--- begin RECORDS SHOWN ---

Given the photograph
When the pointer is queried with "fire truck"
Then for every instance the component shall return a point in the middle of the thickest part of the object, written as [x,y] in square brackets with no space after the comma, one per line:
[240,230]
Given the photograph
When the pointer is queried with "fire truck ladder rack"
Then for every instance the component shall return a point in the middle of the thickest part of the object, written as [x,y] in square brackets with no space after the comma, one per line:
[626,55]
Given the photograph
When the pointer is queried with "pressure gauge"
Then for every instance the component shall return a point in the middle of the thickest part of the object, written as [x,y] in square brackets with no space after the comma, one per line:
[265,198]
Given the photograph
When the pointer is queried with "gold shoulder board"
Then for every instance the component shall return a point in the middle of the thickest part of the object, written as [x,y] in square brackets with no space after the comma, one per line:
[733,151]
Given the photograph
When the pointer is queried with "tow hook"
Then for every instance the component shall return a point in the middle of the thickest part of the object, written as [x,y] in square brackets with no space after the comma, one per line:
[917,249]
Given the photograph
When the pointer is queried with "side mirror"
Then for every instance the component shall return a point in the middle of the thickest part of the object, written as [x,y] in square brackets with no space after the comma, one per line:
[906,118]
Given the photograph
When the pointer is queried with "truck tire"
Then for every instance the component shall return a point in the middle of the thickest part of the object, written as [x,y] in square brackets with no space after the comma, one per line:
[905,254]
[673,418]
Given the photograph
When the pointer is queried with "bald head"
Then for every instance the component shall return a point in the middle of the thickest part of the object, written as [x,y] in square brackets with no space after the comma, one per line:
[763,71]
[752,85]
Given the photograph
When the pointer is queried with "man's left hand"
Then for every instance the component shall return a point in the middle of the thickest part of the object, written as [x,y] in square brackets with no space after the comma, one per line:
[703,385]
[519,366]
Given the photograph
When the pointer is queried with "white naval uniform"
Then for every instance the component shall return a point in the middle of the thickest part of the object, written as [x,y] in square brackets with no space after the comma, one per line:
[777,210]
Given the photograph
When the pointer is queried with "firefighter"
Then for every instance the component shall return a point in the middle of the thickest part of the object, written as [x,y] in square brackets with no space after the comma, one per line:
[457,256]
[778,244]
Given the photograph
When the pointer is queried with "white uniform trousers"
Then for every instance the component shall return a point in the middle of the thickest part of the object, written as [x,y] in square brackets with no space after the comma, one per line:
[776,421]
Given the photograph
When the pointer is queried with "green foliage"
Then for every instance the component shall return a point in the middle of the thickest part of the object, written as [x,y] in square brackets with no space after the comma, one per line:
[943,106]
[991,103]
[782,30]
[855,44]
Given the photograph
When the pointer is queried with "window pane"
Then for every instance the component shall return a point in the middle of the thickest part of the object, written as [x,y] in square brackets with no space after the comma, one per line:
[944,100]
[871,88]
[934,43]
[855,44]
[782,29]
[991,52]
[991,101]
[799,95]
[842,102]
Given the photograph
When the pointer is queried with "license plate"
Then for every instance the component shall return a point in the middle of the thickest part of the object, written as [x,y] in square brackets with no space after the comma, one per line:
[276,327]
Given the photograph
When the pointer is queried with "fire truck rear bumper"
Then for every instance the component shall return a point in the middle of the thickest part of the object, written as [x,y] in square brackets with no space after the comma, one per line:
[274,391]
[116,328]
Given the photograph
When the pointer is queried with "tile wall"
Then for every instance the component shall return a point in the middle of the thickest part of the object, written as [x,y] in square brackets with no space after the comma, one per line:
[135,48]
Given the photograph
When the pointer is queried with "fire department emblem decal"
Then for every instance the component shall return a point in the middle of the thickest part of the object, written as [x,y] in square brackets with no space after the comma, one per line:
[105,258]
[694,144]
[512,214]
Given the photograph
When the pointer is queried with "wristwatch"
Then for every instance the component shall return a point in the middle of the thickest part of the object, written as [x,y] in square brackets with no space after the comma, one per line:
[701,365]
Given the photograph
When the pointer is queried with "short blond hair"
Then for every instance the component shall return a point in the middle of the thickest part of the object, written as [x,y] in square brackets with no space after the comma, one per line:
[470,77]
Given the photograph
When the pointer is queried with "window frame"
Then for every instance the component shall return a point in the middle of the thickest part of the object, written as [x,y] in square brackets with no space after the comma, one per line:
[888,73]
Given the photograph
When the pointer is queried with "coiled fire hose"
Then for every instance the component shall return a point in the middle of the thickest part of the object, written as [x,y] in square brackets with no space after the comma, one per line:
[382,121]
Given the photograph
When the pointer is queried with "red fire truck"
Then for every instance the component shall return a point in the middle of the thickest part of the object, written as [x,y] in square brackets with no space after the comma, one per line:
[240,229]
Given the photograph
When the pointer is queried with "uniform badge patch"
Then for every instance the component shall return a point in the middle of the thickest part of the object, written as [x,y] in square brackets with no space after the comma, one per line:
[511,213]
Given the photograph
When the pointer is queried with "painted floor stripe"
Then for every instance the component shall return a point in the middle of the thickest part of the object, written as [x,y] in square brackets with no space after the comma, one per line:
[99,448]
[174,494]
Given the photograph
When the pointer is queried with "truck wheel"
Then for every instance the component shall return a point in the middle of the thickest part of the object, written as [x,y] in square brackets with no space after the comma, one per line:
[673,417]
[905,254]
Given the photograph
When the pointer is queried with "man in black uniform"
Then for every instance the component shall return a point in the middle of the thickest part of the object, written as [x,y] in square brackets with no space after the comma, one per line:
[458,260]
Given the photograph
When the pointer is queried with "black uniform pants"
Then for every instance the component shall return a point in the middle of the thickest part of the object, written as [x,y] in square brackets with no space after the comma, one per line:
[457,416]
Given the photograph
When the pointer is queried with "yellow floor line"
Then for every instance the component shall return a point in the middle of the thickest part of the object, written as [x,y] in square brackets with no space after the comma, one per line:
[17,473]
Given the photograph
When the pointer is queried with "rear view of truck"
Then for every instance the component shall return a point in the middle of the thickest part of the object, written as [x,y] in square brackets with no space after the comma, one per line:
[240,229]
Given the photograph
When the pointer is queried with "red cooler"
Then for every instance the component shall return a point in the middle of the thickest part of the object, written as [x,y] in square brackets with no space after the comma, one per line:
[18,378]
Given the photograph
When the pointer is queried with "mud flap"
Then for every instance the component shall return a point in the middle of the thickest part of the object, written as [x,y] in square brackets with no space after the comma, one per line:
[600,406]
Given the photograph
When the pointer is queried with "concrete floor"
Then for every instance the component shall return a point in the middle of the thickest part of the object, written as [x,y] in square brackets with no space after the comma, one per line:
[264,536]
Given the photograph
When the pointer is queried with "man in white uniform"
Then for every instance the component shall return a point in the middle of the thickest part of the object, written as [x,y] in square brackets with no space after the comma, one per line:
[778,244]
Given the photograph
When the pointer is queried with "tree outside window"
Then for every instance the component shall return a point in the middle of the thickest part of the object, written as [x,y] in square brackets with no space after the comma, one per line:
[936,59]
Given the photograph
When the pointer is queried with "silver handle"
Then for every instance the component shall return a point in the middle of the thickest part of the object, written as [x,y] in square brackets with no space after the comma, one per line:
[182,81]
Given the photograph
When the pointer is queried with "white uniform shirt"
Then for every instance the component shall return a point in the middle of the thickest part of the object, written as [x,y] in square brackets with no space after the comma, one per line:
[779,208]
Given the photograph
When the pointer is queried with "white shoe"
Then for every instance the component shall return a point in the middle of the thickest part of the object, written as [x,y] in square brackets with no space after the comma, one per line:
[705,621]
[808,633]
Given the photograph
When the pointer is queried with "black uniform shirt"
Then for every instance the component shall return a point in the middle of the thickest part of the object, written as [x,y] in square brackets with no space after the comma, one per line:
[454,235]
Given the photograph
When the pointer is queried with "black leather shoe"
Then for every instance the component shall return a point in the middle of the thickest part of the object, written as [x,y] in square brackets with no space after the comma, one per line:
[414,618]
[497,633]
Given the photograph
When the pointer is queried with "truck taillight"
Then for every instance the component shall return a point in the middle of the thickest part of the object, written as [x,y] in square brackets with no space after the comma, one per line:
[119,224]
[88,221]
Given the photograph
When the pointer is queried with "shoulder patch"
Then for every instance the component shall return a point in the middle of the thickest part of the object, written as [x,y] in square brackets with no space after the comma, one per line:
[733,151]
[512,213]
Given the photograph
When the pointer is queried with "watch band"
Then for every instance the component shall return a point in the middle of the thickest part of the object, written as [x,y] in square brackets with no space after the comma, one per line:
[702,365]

--- end RECORDS SHOWN ---

◆ **YOUR OBJECTIVE**: Count the lines in the rows that contain the word "black", treating case as significant. Give only the number.

◆ **THE COMPLETED TASK**: 4